### GOAL
Return the whole listing, line for line, without the pictures in it.

### Point placement records
※

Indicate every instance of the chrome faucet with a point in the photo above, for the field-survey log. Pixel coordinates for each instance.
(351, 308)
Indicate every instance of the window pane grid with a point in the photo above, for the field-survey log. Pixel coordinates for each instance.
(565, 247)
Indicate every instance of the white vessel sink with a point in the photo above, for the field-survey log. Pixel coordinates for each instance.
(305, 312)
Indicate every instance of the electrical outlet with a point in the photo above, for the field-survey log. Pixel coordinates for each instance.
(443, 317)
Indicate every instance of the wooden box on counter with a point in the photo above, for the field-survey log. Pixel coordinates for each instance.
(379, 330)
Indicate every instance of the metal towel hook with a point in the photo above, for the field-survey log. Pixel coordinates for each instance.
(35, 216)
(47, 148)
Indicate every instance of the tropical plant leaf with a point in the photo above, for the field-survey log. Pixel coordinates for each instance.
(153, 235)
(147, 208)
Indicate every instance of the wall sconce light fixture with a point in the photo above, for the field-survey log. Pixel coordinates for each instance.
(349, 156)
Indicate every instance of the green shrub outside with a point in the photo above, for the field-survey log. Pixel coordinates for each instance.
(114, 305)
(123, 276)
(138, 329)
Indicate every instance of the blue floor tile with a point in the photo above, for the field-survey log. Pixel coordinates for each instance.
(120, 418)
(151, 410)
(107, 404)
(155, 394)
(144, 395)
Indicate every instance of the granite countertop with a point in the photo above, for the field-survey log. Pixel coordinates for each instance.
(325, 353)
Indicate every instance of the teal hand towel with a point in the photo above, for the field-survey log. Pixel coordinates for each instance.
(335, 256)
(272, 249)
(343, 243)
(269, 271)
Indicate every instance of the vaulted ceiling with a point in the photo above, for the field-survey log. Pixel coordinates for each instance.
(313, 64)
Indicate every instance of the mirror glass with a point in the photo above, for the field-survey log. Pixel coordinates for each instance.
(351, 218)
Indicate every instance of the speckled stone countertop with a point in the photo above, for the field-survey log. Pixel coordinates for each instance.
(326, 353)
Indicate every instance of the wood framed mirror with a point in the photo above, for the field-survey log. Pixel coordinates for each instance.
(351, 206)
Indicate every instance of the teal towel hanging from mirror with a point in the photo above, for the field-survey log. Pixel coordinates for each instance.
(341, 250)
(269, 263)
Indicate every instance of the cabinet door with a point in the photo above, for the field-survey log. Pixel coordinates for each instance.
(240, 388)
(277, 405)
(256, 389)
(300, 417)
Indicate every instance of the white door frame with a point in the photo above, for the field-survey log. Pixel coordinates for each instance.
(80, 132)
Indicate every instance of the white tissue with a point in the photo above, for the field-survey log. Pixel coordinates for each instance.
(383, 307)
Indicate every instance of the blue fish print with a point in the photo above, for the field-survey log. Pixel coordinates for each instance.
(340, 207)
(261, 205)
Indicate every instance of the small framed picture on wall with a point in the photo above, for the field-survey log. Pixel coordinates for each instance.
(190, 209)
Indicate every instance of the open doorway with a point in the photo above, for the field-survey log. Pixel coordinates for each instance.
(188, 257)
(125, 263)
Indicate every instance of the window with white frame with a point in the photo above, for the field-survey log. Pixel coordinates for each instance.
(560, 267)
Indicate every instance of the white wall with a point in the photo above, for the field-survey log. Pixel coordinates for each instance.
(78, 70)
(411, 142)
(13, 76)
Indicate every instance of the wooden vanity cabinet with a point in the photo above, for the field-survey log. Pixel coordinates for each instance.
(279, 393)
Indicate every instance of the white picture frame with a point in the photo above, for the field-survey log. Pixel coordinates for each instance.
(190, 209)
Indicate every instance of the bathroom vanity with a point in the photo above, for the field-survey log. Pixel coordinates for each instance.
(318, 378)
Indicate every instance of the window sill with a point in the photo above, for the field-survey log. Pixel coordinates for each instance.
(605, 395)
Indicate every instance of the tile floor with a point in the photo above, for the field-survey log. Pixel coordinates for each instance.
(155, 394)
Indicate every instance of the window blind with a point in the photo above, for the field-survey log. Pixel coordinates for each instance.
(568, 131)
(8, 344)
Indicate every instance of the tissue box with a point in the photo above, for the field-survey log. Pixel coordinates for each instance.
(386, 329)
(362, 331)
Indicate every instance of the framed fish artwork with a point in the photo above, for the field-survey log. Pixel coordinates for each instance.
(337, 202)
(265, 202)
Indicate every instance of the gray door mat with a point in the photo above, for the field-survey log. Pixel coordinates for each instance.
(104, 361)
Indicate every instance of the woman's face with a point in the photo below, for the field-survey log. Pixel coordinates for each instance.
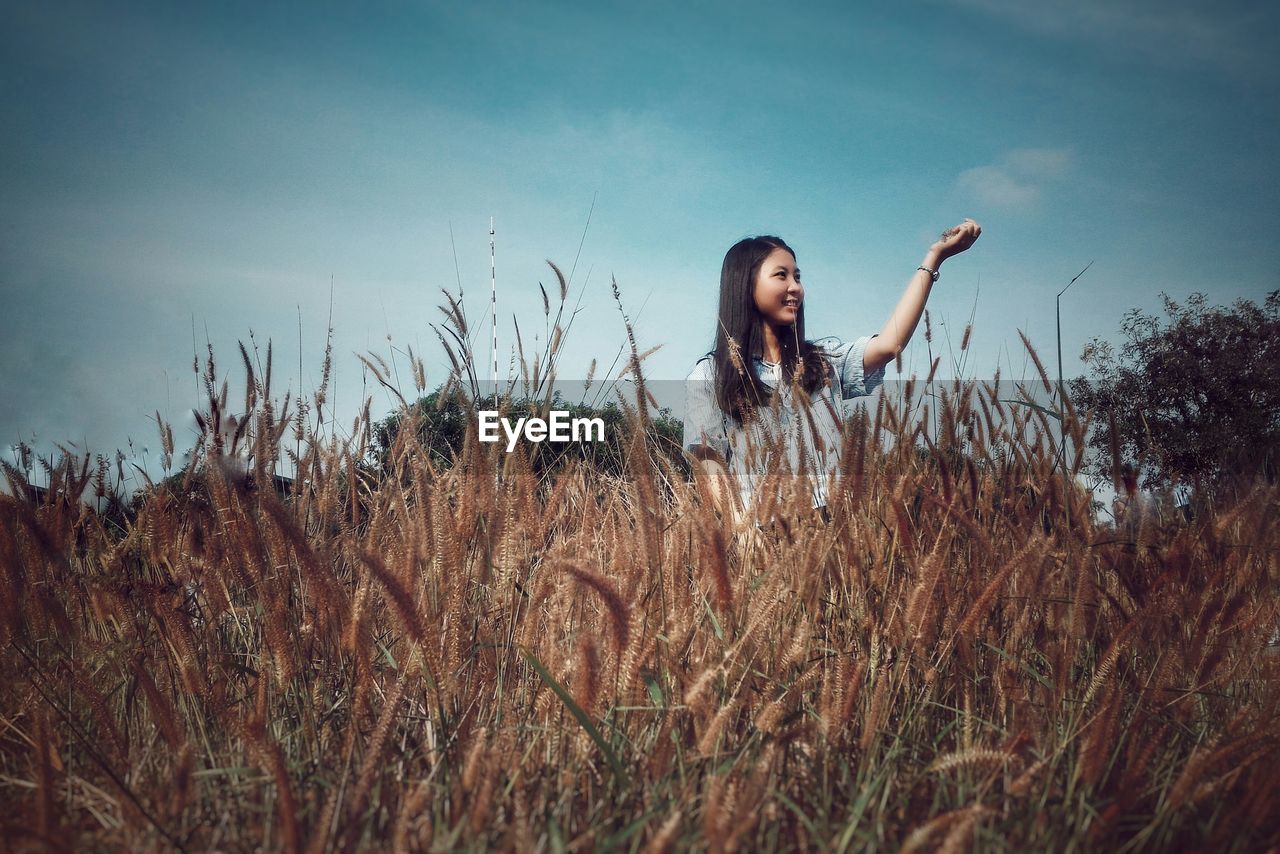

※

### FINAL RESULT
Indicate every instance of the chrome faucet with a point in the photo above, for the field-survey log. Pixel coordinates for each instance.
(351, 308)
Indicate every instance of the window pane grid with a point in the photo above, for the field-survey log. Pixel coordinates for each instance.
(565, 247)
Indicate every instance of the white vessel sink with a point in the photo above, for the field-survey log. Pixel coordinates for each instance.
(305, 312)
Indicate every instance of the electrical outlet with a point in the photo above, for the field-survey log. Pixel coordinates for each instance.
(443, 317)
Indicate every instance of the wooden box on counter with a point in the photo above, for the field-survey log. Pixel coordinates for each instance.
(379, 330)
Indicate every instance of the metal towel hook with a point in the photo above, for the field-survey log. Pixel coordinates for each instance.
(35, 216)
(47, 148)
Indicate every instance of the tropical plant leaf with a point in the photo above, for the field-survey log. Pixel coordinates for each instance.
(153, 235)
(147, 208)
Indicate every instance of the wall sconce light fixture with a point in the photo above, for the field-survey log. Pixel coordinates for each instance.
(349, 156)
Indicate every instance of the green shrub outside with a point in the photo above, for the field-survey log. Pixel coordinates for each instance.
(114, 305)
(123, 276)
(138, 329)
Indicate every instance of the blue floor tile with a point in the photo above, for the field-survey log. Pixel coordinates for each instance.
(120, 418)
(151, 410)
(107, 404)
(155, 394)
(144, 395)
Indicate every instance of the granite countertop with a point in the photo above, for the field-survey log. Pixel coordinates for each instance.
(325, 353)
Indicate every instance of the teal hand towel with a point in the photo above, for the field-survey log. Pixel coordinates for each instance.
(335, 256)
(272, 249)
(343, 243)
(269, 271)
Indicate every instance of the vaulted ceiling with a point in the photo above, for the field-survey log. Pixel coordinates for each instance.
(313, 64)
Indicate every instance of the mirror glass with a point in the photo above, for the field-survey log. Pixel coordinates for each instance.
(351, 218)
Indicate every instance of the speckled stone countertop with a point in the photo above, for the field-survey log. Pixel coordinates for each instance.
(326, 353)
Indicate every instance of the wood framed mirror with a point in the photo above, for the field-survey log. Pixel coordinates for each instance.
(351, 206)
Indicate every instance of the teal towel hanging from mirror with a point in the photo above, for the field-survey log. Pixel coordinates for each instance.
(341, 250)
(269, 263)
Indicate every instance of the cabinet door with a point in the photo above, for the field-survey log. Pixel coordinates for each instance.
(240, 388)
(277, 405)
(256, 389)
(300, 417)
Indicate every instance of the white door frame with a point in the photo above, for the field-survey log. Pixel coordinates for each instance.
(80, 132)
Indicate every instance of the white tissue with a point in the photo above, for the field-survey log. Pixel coordinates for each instance.
(383, 307)
Indicate every instance of the blue fish print with a point in the photo above, for the field-survey log. Pixel coordinates for each instance.
(340, 207)
(261, 205)
Indicate every instance of the small framed picture on wall with a point in the photo above, for the field-survey log. Pixel coordinates for each instance.
(190, 209)
Indicate every instance of the open doorway with a point in the photo above, for the field-survey log. Pixel coordinates for each instance.
(188, 257)
(125, 263)
Indicate every instance of the window with white frame with a point in the photo above, for the field-survey log. Pixel coordinates for each instance.
(560, 267)
Indicate every instance of the white wall with a point in the photo above, for the field-survey log. Pixel coordinates for each instance.
(78, 70)
(411, 142)
(13, 76)
Indicate every instance of the wooden vanity cabinet with a point in the photo above, for the field-survey log. Pixel coordinates for each instance.
(279, 393)
Indicate every instance of the white picture frame with a point in the photo above, for the field-survey log. Pixel coordinates for each instance.
(190, 209)
Indicate every instance of the bathroom vanity with a point in the photo above, for the field-survey log. Pixel coordinates for each instance.
(318, 378)
Indicate every instance of the window sill with a point in the photo above, for the field-survey log. Pixel coordinates for each instance.
(605, 395)
Indicate every instance of the tile floor with a point in the photo above, for the field-survey log. Pixel coordinates for each instance.
(155, 394)
Indicate every instance of the window blind with a point in the photo above, for the field-survey log. Pixel coordinates for each instance.
(568, 131)
(8, 344)
Indicate every instance of the tissue box with a point in the photo above, for the field-survey log. Pixel coordinates for each instance.
(386, 329)
(362, 331)
Indicate every instance of the framed fish artwork with a point in the photo above, for the field-survey log. Pixel coordinates for each instance.
(337, 202)
(265, 202)
Indicate every instance of the gray door mat with a point in the photo above, for the field-survey log. Pixel coordinates for each instance.
(104, 361)
Indicate every instance of the woman's face with a point in the photo below, for the field-survey log. Pixel coordinates for each instance.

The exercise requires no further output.